▸ **Metin Bloğu**:
·····
Aylar önce ortaya attığı 367 formülüyle, hiç beklenmedik şekilde Meclise yargı sillesinin yolunu açan Yargıtay eski Başsavcısı Sabih Kanadoğlu, yeni bir iddia ile yine gündemde.
Bu iddiaya göre, cumhurbaşkanı seçim süreci devam ederken Meclis yasama faaliyeti yapamaz, anayasayı değiştiremez, hattâ erken seçim kararı dahi alamaz. Bu yöndeki girişimler “hukukun yanından dolanma”dır, geçersizdir.
İlk bakışta bu da uçuk bir çıkış gibi görünüyor. Ama 367 meselesinde yaşananların gösterdiği gibi, siyasî nitelikteki çok önemli ve kritik konuların yargının inisiyatif alanına intikal ettiği bir ortamda bunların söylenmesi düşündürücü.
Hükümet nihayet erken seçim kararı aldı. Ama bu noktaya Anayasa Mahkemesinin 367 kararından sonra kerhen ve mecburen geldi.
Ve işin geldiği noktada, bu kararın fazla bir kıymet-i harbiyesi yok. Çünkü cumhurbaşkanı seçimindeki tıkanma, anayasa gereği zaten kaçınılmaz bir şekilde seçimi gündeme getiriyor.
O tıkanma noktasından sonra, “Derhal seçime gidilir” diyen anayasanın bu hükmüne göre, Yüksek Seçiminin Kurulunun re’sen belirlediği takvime göre, teknik açıdan da mümkün olabilecek en erken tarihte sandığa gidiliyor.
·····
▸ **Malzeme**:
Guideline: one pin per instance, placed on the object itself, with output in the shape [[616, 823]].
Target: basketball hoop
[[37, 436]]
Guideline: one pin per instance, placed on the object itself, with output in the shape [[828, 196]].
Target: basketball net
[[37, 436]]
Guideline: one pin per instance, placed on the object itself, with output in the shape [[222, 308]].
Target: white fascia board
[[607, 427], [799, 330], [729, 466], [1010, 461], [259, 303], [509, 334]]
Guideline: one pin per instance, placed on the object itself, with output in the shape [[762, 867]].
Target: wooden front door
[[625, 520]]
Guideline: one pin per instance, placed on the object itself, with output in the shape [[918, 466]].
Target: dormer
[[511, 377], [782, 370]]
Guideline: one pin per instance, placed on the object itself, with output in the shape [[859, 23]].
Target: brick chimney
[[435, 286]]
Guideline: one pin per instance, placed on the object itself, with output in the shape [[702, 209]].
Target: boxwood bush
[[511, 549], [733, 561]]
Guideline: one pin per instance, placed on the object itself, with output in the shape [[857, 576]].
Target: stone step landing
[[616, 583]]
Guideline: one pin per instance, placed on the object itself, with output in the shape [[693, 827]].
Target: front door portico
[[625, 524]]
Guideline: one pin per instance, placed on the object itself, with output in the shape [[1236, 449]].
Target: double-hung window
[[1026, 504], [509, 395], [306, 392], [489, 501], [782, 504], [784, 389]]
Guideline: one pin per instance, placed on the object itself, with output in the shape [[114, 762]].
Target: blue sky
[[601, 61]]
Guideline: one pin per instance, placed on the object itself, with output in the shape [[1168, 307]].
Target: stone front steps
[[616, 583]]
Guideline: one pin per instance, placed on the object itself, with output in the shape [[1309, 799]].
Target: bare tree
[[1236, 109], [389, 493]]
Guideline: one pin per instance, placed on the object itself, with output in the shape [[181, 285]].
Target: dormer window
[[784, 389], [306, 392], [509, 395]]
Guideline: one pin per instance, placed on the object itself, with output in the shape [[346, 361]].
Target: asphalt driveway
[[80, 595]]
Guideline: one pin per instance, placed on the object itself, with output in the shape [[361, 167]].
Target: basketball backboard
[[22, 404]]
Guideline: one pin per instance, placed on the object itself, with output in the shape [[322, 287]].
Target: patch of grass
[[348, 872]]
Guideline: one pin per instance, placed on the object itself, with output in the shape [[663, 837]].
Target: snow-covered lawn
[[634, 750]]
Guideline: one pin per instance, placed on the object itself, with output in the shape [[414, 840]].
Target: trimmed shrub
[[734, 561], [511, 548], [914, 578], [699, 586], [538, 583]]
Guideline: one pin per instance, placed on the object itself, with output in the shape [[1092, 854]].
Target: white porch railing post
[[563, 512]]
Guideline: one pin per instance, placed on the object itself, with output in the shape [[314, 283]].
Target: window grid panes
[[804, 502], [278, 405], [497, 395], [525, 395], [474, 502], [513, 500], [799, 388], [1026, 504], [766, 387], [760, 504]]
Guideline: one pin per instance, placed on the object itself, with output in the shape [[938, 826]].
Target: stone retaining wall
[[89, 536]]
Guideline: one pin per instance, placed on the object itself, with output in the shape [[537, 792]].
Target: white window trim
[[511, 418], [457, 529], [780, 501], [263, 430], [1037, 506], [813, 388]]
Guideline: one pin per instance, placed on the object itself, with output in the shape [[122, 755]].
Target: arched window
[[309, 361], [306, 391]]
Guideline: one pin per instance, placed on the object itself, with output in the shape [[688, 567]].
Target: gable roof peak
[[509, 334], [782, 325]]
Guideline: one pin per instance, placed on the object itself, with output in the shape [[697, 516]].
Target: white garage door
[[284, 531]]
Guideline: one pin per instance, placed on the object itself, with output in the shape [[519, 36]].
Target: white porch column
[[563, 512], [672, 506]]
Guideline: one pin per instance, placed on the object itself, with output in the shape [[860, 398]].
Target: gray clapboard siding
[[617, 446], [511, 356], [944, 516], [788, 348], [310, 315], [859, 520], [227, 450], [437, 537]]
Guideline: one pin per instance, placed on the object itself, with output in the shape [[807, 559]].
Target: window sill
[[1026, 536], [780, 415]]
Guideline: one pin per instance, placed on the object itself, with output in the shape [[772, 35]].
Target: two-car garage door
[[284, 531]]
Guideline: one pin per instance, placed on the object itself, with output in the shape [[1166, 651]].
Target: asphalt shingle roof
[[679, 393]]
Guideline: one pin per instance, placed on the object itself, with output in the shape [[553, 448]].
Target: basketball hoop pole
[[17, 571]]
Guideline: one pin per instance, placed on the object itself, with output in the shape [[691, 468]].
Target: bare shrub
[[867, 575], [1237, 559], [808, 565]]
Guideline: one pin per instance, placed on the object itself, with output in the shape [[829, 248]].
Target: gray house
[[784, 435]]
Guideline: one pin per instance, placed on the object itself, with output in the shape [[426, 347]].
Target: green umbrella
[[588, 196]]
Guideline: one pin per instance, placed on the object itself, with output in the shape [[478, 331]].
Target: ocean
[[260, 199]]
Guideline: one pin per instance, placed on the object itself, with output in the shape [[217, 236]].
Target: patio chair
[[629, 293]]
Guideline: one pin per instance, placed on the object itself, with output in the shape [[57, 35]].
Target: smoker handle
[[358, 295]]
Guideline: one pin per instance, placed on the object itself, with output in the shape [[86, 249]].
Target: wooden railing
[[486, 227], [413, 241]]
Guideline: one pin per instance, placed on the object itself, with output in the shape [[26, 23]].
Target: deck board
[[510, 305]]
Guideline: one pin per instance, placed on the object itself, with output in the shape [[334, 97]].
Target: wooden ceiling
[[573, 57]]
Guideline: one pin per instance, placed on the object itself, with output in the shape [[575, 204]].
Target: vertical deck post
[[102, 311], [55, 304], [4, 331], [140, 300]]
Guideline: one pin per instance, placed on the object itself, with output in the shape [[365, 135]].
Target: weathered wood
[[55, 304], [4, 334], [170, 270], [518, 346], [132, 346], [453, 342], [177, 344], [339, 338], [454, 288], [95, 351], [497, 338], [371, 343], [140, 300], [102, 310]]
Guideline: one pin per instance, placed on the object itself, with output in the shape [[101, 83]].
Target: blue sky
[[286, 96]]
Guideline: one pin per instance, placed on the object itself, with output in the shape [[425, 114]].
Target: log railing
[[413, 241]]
·····
▸ **Görevleriniz**:
1. Kayıtlarda "shape [[553, 448]]." geçen satırdan başlayıp "[[358, 295]]" geçen satırla biten kısmı, "patio chair" ifadesini "deck chair" ile değiştirerek yeniden yazın; geri kalan her şeyi olduğu gibi bırakın.
2. Erken seçim kararını ve cumhurbaşkanı seçimindeki tıkanmayı ele alan metni, son cümlesinden sonra devam ettirin.
Metin ile kayıtlar arasında hiçbir bağ yoktur.

▸ **Alıştırma Sonuçları**:
1.
Guideline: one pin per instance, placed on the object itself, with output in the shape [[553, 448]].
Target: basketball hoop pole
[[17, 571]]
Guideline: one pin per instance, placed on the object itself, with output in the shape [[691, 468]].
Target: bare shrub
[[867, 575], [1237, 559], [808, 565]]
Guideline: one pin per instance, placed on the object itself, with output in the shape [[829, 248]].
Target: gray house
[[784, 435]]
Guideline: one pin per instance, placed on the object itself, with output in the shape [[426, 347]].
Target: green umbrella
[[588, 196]]
Guideline: one pin per instance, placed on the object itself, with output in the shape [[478, 331]].
Target: ocean
[[260, 199]]
Guideline: one pin per instance, placed on the object itself, with output in the shape [[217, 236]].
Target: deck chair
[[629, 293]]
Guideline: one pin per instance, placed on the object itself, with output in the shape [[57, 35]].
Target: smoker handle
[[358, 295]]

2.
Bu sürecin pratikteki yansımalarından biri, görev süresi dolan cumhurbaşkanının, yenisi seçilemediği için, Çankaya’da kalma süresinin uzaması.
Yani, yenisi seçilinceye kadar cumhurbaşkanlığına Meclis Başkanının vekâlet etmesi mümkün değil. Ki, hükümet ve AKP içinde de bu görüş ağırlıkta.
Bu demektir ki, AKP ileri gelenleri, yedi yıl önce “çak” yaparak Çankaya’ya çıkardıkları, ama dört buçuk senedir de yaka silktikleri Sezer’in süresini biraz daha uzatmış olacaklar.
Çünkü izledikleri strateji bu sonucu veriyor.
Kanadoğlu’nun yorumu, AKP’nin ancak sıkıştıktan sonra “baskın seçim” mantığıyla gündeme getirdiği “çok erken seçim”in yanı sıra, cumhurbaşkanını halkın seçmesi, 5+5 sistemi, genel seçimlerin dört yılda bir yapılması gibi tekliflerin de zora gireceğinin işareti sayılabilir.
Özellikle “Cumhurbaşkanını halk seçmeli” teklifine CHP liderinin yönelttiği eleştiriler ise, bu itirazın siyaset alanına taşınması niteliğinde.
Baykal, “Cumhurbaşkanı seçmesine karşı çıktığımız eskimiş ve yenilenmesi gerektiğine inandığımız bir Meclisin, sistemde böylesine köklü değişiklik öngören bir düzenlemeyi oldubittiye getirmesine de karşıyız” mesajı veriyor.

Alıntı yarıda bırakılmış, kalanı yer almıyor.